TASK REQUIREMENTS
Give as output the line that contains "Each instance of the glass", followed by every remaining line of the entries, unchanged and with nothing added.

-- SUPPLIED INFORMATION follows --

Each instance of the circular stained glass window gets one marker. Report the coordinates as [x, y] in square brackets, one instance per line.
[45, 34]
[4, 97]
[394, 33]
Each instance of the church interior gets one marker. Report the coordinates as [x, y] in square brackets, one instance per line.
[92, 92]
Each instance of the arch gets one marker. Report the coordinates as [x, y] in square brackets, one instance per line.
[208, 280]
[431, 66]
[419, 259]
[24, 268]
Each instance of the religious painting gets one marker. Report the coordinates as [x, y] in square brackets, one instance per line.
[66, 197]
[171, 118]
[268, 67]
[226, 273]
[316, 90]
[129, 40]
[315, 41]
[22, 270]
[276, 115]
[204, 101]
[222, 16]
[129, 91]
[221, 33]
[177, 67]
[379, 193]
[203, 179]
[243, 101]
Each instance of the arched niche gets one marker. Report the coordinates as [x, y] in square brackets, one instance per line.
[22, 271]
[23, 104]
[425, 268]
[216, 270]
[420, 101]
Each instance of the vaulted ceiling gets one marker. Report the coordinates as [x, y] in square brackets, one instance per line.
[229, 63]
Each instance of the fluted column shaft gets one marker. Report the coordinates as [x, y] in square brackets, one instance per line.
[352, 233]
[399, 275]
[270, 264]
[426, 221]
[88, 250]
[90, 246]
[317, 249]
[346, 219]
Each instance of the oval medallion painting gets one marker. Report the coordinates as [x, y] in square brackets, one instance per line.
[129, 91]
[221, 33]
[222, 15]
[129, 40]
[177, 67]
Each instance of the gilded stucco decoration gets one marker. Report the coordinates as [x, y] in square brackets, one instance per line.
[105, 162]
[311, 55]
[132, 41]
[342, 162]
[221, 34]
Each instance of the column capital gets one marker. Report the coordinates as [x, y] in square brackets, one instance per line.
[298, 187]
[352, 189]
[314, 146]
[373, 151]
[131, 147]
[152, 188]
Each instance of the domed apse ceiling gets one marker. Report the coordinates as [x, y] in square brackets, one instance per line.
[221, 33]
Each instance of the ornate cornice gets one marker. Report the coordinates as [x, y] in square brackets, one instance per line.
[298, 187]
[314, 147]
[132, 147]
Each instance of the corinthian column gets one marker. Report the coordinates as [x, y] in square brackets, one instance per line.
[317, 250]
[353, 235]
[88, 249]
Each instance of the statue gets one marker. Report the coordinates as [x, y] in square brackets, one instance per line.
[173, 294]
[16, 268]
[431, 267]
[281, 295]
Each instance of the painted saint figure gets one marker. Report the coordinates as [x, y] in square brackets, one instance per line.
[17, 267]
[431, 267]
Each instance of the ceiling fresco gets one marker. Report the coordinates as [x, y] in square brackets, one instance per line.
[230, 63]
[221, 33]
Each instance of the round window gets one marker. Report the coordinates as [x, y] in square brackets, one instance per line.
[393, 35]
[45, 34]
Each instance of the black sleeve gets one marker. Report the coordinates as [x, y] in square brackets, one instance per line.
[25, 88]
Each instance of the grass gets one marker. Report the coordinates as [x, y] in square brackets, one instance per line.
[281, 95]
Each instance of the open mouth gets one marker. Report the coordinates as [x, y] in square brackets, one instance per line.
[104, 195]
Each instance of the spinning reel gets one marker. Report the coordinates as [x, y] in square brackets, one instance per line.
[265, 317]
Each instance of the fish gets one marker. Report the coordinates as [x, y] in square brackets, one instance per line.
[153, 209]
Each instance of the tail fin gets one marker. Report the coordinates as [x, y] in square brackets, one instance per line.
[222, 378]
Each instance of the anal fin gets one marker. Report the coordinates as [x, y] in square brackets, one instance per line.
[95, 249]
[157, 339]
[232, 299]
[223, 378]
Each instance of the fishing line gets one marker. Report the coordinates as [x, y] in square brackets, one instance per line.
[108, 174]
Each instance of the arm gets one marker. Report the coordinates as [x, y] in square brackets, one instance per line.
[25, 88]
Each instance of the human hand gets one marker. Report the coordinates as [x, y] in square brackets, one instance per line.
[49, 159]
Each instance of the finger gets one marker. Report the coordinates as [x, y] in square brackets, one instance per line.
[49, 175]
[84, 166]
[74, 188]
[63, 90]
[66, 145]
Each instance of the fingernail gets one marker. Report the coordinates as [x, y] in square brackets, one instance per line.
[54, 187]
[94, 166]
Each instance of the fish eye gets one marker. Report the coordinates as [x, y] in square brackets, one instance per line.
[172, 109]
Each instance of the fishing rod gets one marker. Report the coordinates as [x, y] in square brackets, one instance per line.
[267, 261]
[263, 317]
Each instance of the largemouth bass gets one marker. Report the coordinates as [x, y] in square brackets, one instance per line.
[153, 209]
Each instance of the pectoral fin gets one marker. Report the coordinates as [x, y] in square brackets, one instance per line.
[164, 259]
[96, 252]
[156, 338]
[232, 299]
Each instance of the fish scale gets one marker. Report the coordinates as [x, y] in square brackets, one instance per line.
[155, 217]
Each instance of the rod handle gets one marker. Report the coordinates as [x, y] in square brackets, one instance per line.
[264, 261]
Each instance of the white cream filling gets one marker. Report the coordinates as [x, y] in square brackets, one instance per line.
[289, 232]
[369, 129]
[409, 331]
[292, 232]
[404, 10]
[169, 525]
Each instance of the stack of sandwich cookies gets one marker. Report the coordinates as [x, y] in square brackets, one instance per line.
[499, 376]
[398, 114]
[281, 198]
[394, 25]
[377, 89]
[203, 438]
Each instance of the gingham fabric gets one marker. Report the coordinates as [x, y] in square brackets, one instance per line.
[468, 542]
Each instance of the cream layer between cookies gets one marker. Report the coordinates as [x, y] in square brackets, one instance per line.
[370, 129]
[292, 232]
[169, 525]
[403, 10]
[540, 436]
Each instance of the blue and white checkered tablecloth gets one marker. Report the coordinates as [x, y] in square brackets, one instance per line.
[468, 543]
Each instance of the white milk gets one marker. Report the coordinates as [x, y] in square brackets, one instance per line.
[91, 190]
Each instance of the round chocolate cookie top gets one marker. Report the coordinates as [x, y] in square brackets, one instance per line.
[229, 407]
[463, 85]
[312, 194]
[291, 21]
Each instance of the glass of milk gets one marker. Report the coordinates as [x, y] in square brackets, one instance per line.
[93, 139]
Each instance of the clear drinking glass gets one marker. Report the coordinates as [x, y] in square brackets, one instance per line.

-- SUPPLIED INFORMATION concluded --

ANSWER
Each instance of the glass of milk gets one marker. Report the coordinates as [x, y] in square brackets, one instance per line.
[93, 139]
Each instance of the clear drinking glass gets one marker. Report the coordinates as [x, y] in square brackets, one instance per line.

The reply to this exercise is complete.